Excerpts from a point-labeling dataset:
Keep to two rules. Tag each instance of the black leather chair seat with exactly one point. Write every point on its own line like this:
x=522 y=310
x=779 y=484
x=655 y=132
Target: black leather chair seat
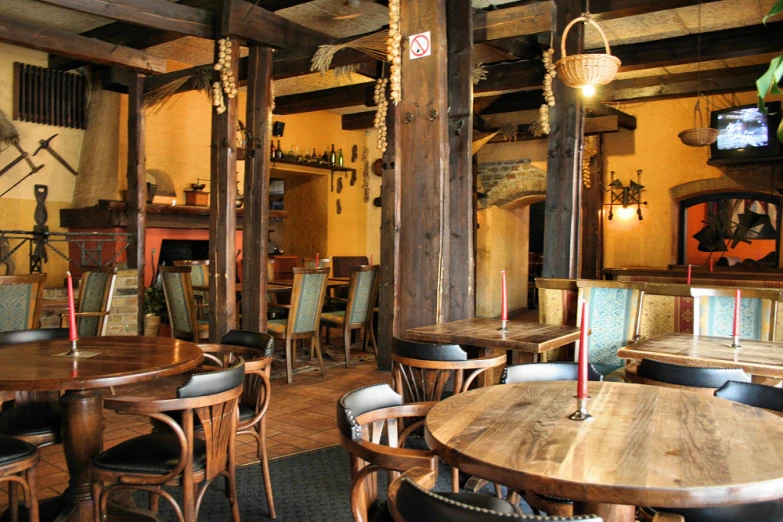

▸ **The request**
Retype all of the records above verbatim, line by line, and omit the pictures.

▸ **In response**
Keep to two rules. Tag each instance of the black leather chair seat with exactly one point. Write every point on its own line like this:
x=522 y=310
x=779 y=484
x=655 y=132
Target: black leather chair seat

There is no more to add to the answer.